- TASK TO CARRY OUT
Using the records below, filter out every line that lacks "white" and copy the rest.

- DATA
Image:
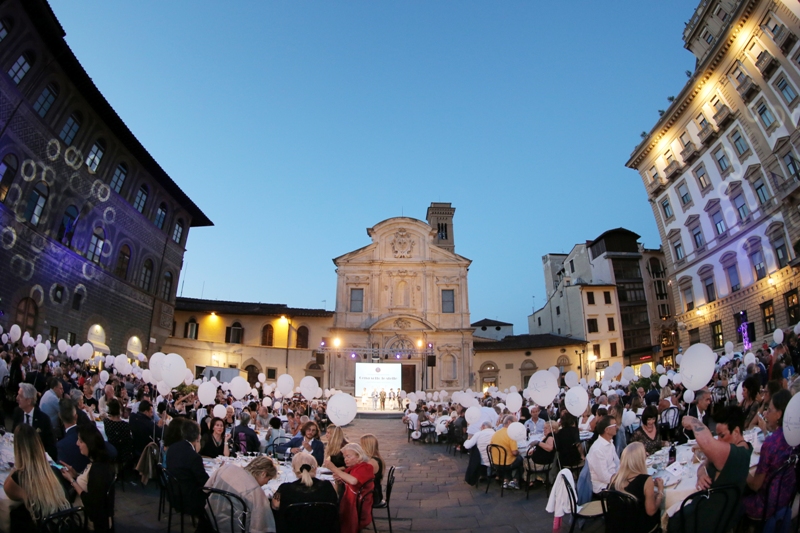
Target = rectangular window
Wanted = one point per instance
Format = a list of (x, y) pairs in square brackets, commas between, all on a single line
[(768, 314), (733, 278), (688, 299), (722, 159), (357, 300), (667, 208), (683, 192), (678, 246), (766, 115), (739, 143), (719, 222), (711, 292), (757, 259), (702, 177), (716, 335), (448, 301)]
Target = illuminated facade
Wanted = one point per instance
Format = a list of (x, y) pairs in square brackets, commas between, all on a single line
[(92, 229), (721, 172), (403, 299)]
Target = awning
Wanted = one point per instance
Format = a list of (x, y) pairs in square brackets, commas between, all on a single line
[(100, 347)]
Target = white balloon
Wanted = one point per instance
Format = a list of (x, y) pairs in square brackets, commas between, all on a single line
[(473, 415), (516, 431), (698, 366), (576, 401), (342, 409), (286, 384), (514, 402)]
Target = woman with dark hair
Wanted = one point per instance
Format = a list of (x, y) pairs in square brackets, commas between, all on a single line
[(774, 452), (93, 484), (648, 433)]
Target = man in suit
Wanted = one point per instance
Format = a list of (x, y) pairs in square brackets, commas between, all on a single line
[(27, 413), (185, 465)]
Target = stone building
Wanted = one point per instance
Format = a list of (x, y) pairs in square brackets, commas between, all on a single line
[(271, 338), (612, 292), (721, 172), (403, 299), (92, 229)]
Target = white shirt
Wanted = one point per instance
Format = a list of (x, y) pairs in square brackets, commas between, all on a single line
...
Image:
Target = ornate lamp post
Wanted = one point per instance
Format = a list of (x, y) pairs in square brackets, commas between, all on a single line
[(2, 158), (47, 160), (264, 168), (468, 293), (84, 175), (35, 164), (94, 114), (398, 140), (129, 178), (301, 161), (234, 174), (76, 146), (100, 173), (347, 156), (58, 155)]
...
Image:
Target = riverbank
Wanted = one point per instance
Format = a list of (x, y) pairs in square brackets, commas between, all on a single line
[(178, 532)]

- RESPONSE BELOW
Target = white balloon
Target = white shirt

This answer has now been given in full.